[START OF THE INPUT]

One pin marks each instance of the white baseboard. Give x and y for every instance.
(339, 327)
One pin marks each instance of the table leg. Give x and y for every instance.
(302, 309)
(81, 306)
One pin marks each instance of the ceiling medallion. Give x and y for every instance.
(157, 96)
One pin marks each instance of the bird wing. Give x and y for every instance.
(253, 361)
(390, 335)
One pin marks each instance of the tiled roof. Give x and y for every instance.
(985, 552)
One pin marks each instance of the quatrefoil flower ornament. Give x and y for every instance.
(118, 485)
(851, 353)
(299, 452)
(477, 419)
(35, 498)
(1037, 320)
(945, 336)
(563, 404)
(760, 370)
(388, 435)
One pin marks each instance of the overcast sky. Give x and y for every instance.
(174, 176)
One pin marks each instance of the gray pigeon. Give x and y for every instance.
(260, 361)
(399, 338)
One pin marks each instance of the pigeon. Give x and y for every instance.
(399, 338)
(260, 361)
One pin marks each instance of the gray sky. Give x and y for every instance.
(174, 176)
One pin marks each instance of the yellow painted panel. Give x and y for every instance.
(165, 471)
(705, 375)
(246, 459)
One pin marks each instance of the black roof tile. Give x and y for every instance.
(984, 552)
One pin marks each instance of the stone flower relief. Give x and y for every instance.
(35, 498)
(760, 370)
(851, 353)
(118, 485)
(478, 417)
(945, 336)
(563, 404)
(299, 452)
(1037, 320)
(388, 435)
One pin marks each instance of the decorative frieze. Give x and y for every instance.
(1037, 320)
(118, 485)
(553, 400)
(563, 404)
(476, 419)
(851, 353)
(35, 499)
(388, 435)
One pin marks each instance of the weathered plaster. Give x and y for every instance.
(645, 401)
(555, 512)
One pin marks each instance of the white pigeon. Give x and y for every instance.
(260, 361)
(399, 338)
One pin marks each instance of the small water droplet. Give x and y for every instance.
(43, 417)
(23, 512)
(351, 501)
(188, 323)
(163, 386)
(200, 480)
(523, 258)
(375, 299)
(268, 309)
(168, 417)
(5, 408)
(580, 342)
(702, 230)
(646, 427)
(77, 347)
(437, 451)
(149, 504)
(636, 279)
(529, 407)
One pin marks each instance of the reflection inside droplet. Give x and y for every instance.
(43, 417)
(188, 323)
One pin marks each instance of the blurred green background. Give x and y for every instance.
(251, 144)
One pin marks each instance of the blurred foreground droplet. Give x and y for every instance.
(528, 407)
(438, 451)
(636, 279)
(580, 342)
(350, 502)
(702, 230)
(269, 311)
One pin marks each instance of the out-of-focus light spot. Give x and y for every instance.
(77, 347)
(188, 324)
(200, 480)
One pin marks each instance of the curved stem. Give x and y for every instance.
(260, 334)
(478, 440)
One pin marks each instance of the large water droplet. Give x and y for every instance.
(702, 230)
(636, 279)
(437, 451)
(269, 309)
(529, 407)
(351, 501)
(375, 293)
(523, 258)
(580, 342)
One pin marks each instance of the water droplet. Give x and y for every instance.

[END OF THE INPUT]

= WRITTEN TASK =
Could you reproduce all of the data above, line for line, without changing anything?

= COMPLETED TASK =
One pin marks each instance of the white baseboard. Give x and y for every instance.
(339, 327)
One pin marks each instance of the table leg. Give x and y for every instance.
(302, 309)
(81, 306)
One pin marks each instance of the ceiling medallion. Give x and y for every instance.
(157, 96)
One pin marks each instance of the bird wing. Give x and y for every instance.
(253, 361)
(390, 335)
One pin marks each instance of the tiled roof. Give x and y for every instance.
(985, 552)
One pin marks each instance of the quatrefoil flower ornament. Give x and y for every instance.
(118, 485)
(851, 353)
(299, 452)
(477, 419)
(35, 498)
(1037, 320)
(945, 336)
(563, 404)
(760, 370)
(388, 435)
One pin marks each instance of the overcast sky. Give x and y for every instance.
(174, 176)
One pin marks each instance of the gray pigeon. Give x and y for every instance.
(260, 361)
(399, 338)
One pin marks each instance of the pigeon. Give x and y for every instance.
(399, 338)
(260, 361)
One pin marks each instance of the gray sky. Give x and y for every instance.
(174, 176)
One pin marks each instance of the yellow painted panel. Give x and y for every instance.
(165, 471)
(705, 375)
(246, 459)
One pin marks each instance of the black roof tile. Give x and y for every instance.
(984, 552)
One pin marks each instance of the stone flower relief. Give x and y for every instance.
(35, 498)
(760, 370)
(851, 353)
(118, 485)
(478, 417)
(945, 336)
(563, 404)
(299, 452)
(1037, 320)
(388, 435)
One pin marks each instance of the decorative frieze. Give x and y for every instance.
(1037, 320)
(118, 485)
(553, 400)
(563, 404)
(476, 419)
(851, 353)
(35, 499)
(388, 435)
One pin marks each instance of the weathered plaster. Give x and y for every instance.
(645, 401)
(555, 512)
One pin marks each instance of the white pigeon. Give x and y for every instance.
(260, 361)
(399, 338)
One pin marks each instance of the small water droplet. Give x and y for every instance.
(43, 417)
(23, 512)
(351, 501)
(188, 323)
(163, 386)
(200, 480)
(523, 258)
(375, 299)
(268, 309)
(168, 417)
(5, 408)
(580, 342)
(702, 230)
(646, 427)
(77, 347)
(437, 451)
(149, 504)
(636, 279)
(529, 407)
One pin marks each instance of the reflection inside droplet. Give x and y for every instance.
(43, 417)
(188, 323)
One pin marks each instance of the blurred green background. Give x and y for every instance.
(251, 144)
One pin marks each instance of the blurred foreground droplet. Give x and y for every instance.
(528, 407)
(438, 451)
(636, 279)
(580, 342)
(350, 502)
(702, 230)
(269, 311)
One pin marks each instance of the out-of-focus light spot. Give x and y for every instance.
(77, 347)
(188, 324)
(200, 480)
One pin marks each instance of the curved stem. Give x and y for every instance.
(260, 334)
(478, 440)
One pin marks each instance of the large water droplet. Give x and y for every instance.
(702, 230)
(636, 279)
(437, 451)
(269, 309)
(529, 407)
(351, 501)
(375, 293)
(523, 258)
(580, 342)
One pin marks each instance of the water droplet. Give x and y for every instance.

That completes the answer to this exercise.